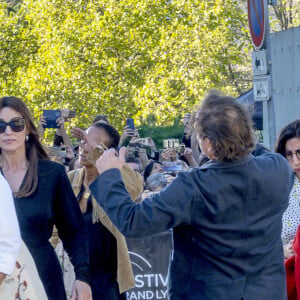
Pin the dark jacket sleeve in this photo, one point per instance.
(71, 228)
(164, 210)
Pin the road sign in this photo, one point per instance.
(259, 62)
(257, 24)
(261, 87)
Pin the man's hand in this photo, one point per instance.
(86, 142)
(110, 159)
(81, 291)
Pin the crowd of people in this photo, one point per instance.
(233, 205)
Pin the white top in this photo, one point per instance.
(10, 239)
(291, 217)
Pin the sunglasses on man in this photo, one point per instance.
(16, 125)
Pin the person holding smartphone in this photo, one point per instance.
(226, 215)
(43, 197)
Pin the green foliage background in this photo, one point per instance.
(133, 58)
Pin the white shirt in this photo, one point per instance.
(291, 217)
(10, 239)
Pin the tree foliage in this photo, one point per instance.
(123, 58)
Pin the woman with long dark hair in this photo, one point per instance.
(43, 198)
(226, 214)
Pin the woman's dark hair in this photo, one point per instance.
(149, 168)
(292, 130)
(227, 124)
(34, 149)
(112, 132)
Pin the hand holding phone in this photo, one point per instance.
(50, 117)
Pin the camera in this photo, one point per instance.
(155, 155)
(67, 113)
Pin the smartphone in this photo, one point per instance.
(50, 117)
(130, 123)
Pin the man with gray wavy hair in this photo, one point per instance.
(10, 239)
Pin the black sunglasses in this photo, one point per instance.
(16, 125)
(289, 154)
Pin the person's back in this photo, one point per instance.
(232, 248)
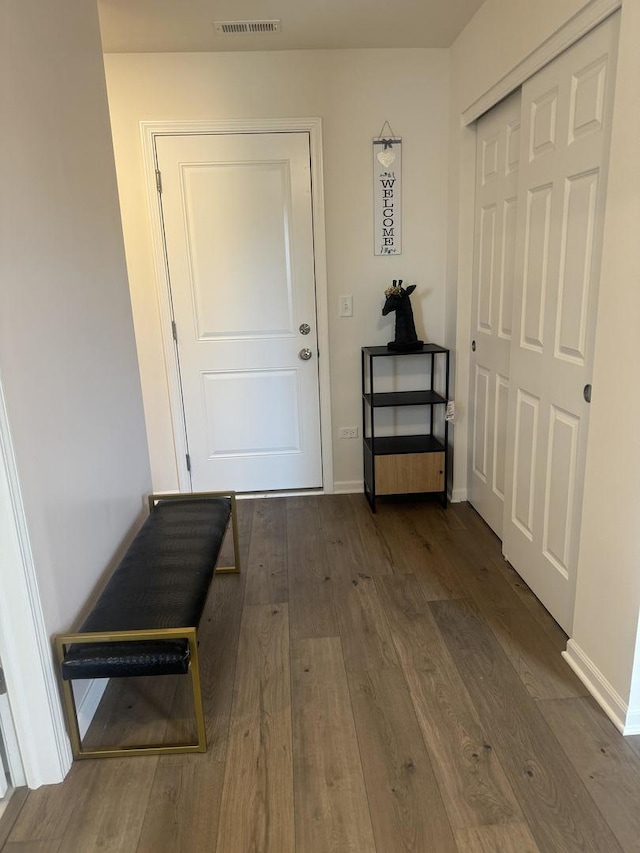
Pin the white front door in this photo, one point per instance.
(566, 116)
(497, 160)
(238, 229)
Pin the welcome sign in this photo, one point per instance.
(387, 195)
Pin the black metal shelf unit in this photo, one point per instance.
(406, 464)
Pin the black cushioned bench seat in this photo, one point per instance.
(158, 590)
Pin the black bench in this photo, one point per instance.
(145, 620)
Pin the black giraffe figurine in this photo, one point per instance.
(398, 300)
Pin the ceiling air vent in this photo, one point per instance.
(240, 27)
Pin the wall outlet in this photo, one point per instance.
(348, 432)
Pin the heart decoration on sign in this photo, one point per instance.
(386, 157)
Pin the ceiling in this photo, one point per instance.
(143, 26)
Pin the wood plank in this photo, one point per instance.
(47, 810)
(183, 807)
(534, 655)
(376, 555)
(113, 814)
(311, 613)
(367, 643)
(11, 811)
(257, 798)
(509, 838)
(557, 806)
(267, 581)
(606, 763)
(472, 781)
(244, 509)
(413, 552)
(32, 846)
(347, 549)
(478, 527)
(331, 806)
(406, 807)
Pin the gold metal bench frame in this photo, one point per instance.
(62, 641)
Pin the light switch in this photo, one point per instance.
(346, 306)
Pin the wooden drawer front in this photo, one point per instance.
(409, 472)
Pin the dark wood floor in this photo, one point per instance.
(372, 683)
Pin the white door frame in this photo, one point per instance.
(150, 130)
(25, 648)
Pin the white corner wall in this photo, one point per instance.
(606, 628)
(353, 92)
(605, 642)
(67, 352)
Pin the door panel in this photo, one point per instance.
(566, 111)
(498, 137)
(238, 231)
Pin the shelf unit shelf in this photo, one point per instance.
(406, 464)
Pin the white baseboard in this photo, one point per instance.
(602, 691)
(632, 726)
(89, 704)
(348, 487)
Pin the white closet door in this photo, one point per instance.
(497, 170)
(566, 116)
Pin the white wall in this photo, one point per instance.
(67, 353)
(608, 594)
(502, 35)
(353, 92)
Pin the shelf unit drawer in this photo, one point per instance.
(408, 473)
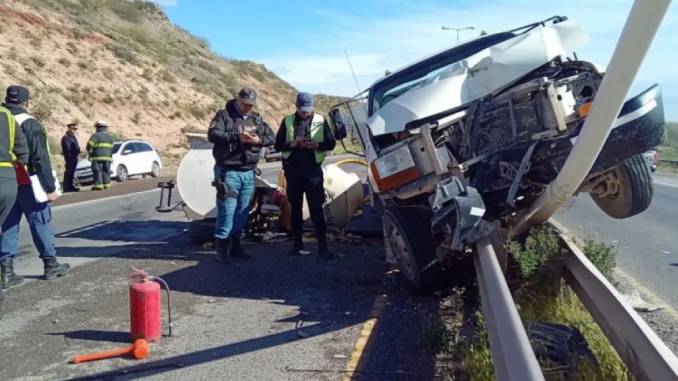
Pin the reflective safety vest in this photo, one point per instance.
(317, 134)
(100, 147)
(11, 126)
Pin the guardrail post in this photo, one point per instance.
(512, 354)
(644, 353)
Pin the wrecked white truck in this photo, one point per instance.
(469, 137)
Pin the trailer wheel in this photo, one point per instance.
(201, 231)
(634, 189)
(408, 234)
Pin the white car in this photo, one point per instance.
(130, 158)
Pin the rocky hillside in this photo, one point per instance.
(124, 62)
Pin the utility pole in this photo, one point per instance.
(443, 27)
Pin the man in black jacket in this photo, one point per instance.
(38, 214)
(70, 149)
(238, 135)
(303, 139)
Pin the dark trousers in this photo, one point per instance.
(8, 190)
(312, 187)
(102, 174)
(69, 174)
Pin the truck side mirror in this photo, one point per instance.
(338, 122)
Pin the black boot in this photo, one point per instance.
(9, 278)
(223, 256)
(236, 249)
(296, 247)
(323, 251)
(54, 269)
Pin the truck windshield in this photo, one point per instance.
(437, 66)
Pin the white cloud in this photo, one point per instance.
(385, 43)
(166, 3)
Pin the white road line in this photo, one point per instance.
(672, 185)
(88, 202)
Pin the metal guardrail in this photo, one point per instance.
(672, 162)
(644, 353)
(513, 356)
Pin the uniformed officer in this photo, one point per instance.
(100, 151)
(70, 149)
(303, 139)
(38, 214)
(238, 135)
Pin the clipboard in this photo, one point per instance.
(39, 194)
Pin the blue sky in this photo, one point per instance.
(304, 41)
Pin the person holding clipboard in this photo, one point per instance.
(37, 188)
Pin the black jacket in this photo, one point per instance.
(224, 129)
(70, 147)
(301, 160)
(20, 146)
(38, 154)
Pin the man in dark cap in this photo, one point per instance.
(13, 151)
(38, 214)
(70, 149)
(303, 139)
(100, 151)
(238, 135)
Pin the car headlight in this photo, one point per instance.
(394, 169)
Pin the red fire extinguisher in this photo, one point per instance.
┄┄┄┄┄┄
### What you should do
Everything in the listing must be copied exactly except the pictures.

### Answer to this problem
Pin the dark jacket sleeve in this photo, one point per instance.
(71, 228)
(164, 210)
Pin the road sign in this photo, one point per instance.
(259, 62)
(257, 24)
(261, 87)
Pin the man's hand in this photo, one point per instance.
(86, 142)
(110, 159)
(81, 291)
Pin the crowd of people in this photo, one point per instance.
(233, 205)
Pin the white top in this photo, one point per instance.
(10, 239)
(291, 217)
Pin the sunglasses on man in this photo, one point per instance.
(16, 125)
Pin the person holding smartphone in this photo, one point per instance.
(226, 215)
(43, 197)
Pin the green foliage background in this photo, one point per instance.
(133, 58)
Pin the white shirt in this photo, one point per instance.
(291, 217)
(10, 239)
Pin the tree foliage in this photo, one point per instance.
(123, 58)
Pin the woman with long dark hair in this photo, one point per instance.
(43, 198)
(226, 214)
Pin the woman's dark hair in this photo, one point per instance.
(149, 168)
(292, 130)
(227, 124)
(34, 149)
(112, 132)
Pin the hand holding phone in this photo, one point per instance.
(50, 117)
Pin the camera in this photo, one point per instance.
(155, 155)
(67, 113)
Pin the smartphone in this photo, one point per instance.
(50, 117)
(130, 123)
Pin the man with gray wavy hair in this photo, one point per instance.
(10, 239)
Pin the black sunglasses in this photo, one point per instance.
(16, 125)
(289, 154)
Pin the person's back in this photo, one point per instance.
(232, 248)
Pin the white front door in this photo, one point per instance.
(566, 116)
(497, 160)
(238, 229)
Pin the welcome sign in this photo, one point per instance.
(387, 195)
Pin the black metal shelf unit in this photo, one point per instance.
(406, 464)
Pin the black cushioned bench seat in this photo, one point per instance.
(158, 590)
Pin the black bench in this photo, one point per instance.
(145, 620)
Pin the black giraffe figurine in this photo, one point per instance.
(398, 300)
Pin the ceiling air vent in this photo, one point per instance.
(240, 27)
Pin the wall outlet in this photo, one point per instance.
(348, 432)
Pin the heart decoration on sign in this photo, one point per instance.
(386, 157)
Pin the ceiling in this photo, one point per instance.
(143, 26)
Pin the wood plank in this photo, one point per instance.
(47, 810)
(183, 807)
(534, 655)
(376, 555)
(113, 814)
(311, 613)
(367, 643)
(11, 811)
(257, 798)
(509, 838)
(557, 806)
(267, 581)
(606, 763)
(472, 781)
(244, 509)
(413, 552)
(32, 846)
(347, 549)
(478, 527)
(331, 806)
(406, 807)
Pin the gold metal bench frame in this photo, one point per instance.
(62, 641)
Pin the light switch in this photo, one point per instance.
(346, 306)
Pin the wooden drawer front in this photo, one point per instance.
(409, 472)
Pin the dark wood floor in this photo, one point per instance.
(372, 683)
Pin the white door frame in this photo, one point per instance.
(150, 130)
(25, 648)
Pin the white corner wall in this photo, one point per instance.
(606, 628)
(353, 92)
(605, 642)
(67, 352)
Pin the door panel in this photo, one point per instance.
(566, 111)
(498, 137)
(238, 231)
Pin the shelf unit shelf in this photo, one point per instance.
(406, 464)
Pin the white baseboard in this photo, one point per instance.
(602, 691)
(632, 726)
(89, 704)
(348, 487)
Pin the white closet door in this photo, one point per instance.
(497, 170)
(566, 116)
Pin the white wall in this photo, one point per instance.
(67, 353)
(608, 594)
(502, 35)
(353, 92)
Pin the shelf unit drawer in this photo, one point per instance.
(408, 473)
Pin the reflective safety vest in this photo, one point per instance.
(317, 134)
(100, 147)
(11, 126)
Pin the guardrail post in this photo, one point per instance.
(512, 354)
(644, 353)
Pin the wrecked white truck in this photo, one point per instance.
(469, 137)
Pin the trailer wheel in this photo, one point per instance.
(201, 231)
(634, 189)
(408, 234)
Pin the white car in this photo, one point per instance.
(130, 158)
Pin the rocky hillside in this photo, one point per instance.
(124, 62)
Pin the utility pole in this photo, one point per instance.
(443, 27)
Pin the man in black jacket in this photo, one point per instance.
(38, 214)
(70, 149)
(238, 135)
(303, 139)
Pin the dark trousers in this photo, one point per instance.
(8, 190)
(312, 187)
(102, 174)
(69, 174)
Pin the truck side mirror in this photo, one point per instance.
(338, 122)
Pin the black boot in this photo, one point per instance.
(9, 278)
(223, 256)
(236, 249)
(296, 247)
(323, 251)
(54, 269)
Pin the truck windshield in this photo, one point per instance.
(437, 66)
Pin the white cloud in this photo, one point per instance.
(385, 43)
(166, 3)
Pin the white road line in this photo, one point per instance.
(672, 185)
(88, 202)
Pin the metal guardrail in this photo, one point per instance.
(672, 162)
(644, 353)
(513, 356)
Pin the uniformed officer in this photo, one point per instance.
(100, 151)
(70, 149)
(303, 139)
(38, 214)
(238, 135)
Pin the clipboard in this photo, one point per instance.
(39, 194)
Pin the blue sky in this photo, one point per instance.
(304, 41)
Pin the person holding clipboard in this photo, one point per instance.
(37, 188)
Pin the black jacket in this photo, one point per instance.
(224, 129)
(70, 147)
(301, 160)
(20, 146)
(38, 154)
Pin the man in dark cap in this photo, one point per instance.
(13, 151)
(38, 214)
(70, 149)
(303, 139)
(100, 151)
(238, 135)
Pin the car headlight in this photo, one point per instance.
(394, 169)
Pin the red fire extinguisher in this photo, one point per instance.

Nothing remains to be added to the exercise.